Which lines in the rows below contain the word "napkin"? Show each of them in full, and treat uppercase and lowercase as different.

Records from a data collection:
########################################
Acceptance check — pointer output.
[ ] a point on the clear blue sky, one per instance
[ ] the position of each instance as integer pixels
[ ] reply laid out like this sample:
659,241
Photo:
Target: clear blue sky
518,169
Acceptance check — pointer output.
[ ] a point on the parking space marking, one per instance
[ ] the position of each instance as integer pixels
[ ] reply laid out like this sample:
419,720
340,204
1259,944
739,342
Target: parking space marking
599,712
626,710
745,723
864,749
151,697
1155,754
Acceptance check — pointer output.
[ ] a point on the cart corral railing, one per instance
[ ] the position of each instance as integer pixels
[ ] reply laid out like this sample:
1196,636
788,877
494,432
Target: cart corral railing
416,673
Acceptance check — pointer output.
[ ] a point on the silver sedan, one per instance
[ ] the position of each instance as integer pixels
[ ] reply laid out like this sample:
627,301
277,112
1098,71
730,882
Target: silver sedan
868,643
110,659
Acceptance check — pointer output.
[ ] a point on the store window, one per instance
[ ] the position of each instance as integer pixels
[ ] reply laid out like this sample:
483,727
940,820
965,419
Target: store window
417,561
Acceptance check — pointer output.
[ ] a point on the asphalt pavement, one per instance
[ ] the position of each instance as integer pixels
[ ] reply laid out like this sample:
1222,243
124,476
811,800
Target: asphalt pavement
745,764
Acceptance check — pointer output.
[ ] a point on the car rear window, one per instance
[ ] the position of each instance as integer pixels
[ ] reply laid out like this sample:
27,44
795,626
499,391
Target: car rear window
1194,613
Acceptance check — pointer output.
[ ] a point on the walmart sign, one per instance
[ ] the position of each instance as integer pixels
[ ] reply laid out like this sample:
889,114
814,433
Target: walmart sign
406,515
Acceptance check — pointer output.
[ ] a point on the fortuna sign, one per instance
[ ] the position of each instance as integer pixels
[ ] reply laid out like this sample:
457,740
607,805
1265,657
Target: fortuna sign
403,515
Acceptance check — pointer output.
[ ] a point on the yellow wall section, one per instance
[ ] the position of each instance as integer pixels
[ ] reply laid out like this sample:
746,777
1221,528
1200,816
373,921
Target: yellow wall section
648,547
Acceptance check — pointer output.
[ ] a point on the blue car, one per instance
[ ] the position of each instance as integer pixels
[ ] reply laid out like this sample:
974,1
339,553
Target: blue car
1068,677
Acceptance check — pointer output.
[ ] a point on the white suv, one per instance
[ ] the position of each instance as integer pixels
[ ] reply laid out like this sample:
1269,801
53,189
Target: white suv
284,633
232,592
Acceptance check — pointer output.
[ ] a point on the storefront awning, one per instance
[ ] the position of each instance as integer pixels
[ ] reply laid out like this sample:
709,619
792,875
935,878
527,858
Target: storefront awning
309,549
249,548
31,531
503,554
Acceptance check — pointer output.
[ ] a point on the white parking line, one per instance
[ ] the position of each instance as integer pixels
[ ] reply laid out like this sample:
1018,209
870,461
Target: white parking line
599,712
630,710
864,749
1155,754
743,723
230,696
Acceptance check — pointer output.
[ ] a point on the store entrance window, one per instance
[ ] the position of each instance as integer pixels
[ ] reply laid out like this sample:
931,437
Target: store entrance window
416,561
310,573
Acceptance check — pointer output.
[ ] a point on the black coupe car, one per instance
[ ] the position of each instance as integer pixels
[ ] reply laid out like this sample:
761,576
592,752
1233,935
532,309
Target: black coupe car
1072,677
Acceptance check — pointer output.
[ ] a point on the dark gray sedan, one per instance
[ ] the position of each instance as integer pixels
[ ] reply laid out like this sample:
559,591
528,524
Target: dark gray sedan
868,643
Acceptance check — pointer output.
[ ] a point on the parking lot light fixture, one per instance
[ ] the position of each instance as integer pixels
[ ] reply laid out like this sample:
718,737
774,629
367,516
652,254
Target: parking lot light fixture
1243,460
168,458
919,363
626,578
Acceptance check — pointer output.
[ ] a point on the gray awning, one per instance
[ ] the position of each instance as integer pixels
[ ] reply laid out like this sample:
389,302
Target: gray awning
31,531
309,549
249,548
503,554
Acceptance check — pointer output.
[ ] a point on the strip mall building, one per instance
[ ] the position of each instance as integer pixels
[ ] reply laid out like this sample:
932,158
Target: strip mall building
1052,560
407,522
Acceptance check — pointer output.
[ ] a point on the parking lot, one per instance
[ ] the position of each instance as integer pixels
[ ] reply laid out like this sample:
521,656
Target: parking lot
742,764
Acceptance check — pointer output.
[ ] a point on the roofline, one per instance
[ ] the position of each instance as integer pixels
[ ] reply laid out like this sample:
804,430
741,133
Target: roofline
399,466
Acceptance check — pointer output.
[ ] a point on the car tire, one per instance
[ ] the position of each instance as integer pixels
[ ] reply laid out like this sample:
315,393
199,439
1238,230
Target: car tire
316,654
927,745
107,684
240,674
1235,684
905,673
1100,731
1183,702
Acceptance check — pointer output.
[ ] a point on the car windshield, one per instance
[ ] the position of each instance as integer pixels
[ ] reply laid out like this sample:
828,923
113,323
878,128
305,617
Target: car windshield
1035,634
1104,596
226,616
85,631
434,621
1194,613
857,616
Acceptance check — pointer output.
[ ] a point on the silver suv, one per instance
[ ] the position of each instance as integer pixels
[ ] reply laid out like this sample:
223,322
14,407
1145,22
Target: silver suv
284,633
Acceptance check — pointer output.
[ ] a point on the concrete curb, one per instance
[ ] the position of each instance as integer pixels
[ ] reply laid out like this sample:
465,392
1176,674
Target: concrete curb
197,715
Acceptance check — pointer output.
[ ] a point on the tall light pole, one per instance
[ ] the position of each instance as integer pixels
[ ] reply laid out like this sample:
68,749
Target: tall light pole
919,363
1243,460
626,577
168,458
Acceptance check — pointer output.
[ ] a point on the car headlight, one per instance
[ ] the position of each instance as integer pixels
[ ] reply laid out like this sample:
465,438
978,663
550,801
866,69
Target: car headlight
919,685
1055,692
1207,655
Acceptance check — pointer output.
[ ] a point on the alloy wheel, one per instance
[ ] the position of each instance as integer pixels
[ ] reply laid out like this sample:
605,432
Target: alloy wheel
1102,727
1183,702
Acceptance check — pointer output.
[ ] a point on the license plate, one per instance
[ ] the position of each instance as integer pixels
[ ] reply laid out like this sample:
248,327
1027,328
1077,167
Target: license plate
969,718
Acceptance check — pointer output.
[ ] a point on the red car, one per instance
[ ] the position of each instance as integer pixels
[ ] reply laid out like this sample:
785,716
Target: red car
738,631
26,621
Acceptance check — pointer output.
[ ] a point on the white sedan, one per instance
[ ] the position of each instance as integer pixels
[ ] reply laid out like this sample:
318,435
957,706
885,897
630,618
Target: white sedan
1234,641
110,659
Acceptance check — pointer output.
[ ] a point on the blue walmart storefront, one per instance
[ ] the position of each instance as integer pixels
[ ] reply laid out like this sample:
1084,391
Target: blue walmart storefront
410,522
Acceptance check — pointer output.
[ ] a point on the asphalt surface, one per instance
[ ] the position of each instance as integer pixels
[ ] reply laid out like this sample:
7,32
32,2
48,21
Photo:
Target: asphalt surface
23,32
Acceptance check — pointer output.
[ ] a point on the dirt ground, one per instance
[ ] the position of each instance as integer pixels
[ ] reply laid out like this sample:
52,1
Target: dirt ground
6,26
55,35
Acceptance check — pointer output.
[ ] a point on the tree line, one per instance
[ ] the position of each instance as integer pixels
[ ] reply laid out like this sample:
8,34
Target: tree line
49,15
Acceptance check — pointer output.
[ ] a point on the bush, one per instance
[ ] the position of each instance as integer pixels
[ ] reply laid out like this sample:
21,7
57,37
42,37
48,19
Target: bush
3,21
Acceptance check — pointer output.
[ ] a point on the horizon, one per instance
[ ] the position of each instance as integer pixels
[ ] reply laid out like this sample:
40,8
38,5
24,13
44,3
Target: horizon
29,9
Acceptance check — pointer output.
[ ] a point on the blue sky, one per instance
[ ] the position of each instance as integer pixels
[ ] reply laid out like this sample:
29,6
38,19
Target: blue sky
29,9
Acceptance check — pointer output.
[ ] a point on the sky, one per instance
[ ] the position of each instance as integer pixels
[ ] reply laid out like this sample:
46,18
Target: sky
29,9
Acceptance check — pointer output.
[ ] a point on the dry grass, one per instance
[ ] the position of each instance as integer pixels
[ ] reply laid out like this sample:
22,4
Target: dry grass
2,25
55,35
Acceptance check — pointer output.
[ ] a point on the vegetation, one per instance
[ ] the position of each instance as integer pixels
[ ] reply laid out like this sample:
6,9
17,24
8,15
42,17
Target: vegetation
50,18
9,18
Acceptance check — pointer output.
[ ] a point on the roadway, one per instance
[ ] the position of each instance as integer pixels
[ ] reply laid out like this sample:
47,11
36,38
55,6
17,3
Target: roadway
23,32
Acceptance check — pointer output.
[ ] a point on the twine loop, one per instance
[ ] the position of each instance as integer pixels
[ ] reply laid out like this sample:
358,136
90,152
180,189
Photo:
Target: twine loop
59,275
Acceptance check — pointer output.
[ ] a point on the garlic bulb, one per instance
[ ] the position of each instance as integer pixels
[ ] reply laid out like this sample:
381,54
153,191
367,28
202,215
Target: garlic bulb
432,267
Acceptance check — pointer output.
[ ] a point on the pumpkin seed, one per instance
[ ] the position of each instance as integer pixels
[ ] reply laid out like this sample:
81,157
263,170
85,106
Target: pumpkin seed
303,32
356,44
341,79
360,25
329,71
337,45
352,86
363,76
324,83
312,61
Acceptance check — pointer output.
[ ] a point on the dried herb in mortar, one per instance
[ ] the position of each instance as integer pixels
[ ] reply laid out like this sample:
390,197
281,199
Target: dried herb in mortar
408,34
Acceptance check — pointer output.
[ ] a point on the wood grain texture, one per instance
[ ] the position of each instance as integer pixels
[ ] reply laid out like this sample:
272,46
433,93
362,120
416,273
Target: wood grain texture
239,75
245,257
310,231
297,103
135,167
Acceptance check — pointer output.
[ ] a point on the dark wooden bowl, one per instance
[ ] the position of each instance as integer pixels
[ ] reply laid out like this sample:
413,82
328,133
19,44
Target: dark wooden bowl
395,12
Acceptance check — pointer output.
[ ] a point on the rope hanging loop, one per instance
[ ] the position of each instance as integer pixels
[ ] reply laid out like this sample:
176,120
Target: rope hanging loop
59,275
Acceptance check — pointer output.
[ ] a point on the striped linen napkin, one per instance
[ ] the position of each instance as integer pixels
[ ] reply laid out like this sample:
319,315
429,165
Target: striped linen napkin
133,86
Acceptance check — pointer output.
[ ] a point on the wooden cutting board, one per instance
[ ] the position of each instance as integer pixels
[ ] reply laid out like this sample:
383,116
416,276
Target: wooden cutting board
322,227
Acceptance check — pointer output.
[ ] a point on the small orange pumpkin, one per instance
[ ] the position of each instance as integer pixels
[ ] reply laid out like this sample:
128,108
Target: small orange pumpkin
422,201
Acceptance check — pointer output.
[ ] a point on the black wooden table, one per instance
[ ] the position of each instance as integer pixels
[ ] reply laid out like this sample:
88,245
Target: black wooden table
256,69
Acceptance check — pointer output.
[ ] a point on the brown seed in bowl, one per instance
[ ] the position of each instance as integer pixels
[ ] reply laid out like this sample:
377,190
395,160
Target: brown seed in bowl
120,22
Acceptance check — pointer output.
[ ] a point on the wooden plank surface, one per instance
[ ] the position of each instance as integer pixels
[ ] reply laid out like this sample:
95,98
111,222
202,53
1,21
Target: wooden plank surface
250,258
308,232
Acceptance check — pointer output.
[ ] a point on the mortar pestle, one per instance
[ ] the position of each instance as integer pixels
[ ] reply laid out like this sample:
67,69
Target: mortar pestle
########################################
### EXPECTED OUTPUT:
[ ] a point on the striped linen napkin, one per instance
Target: striped linen napkin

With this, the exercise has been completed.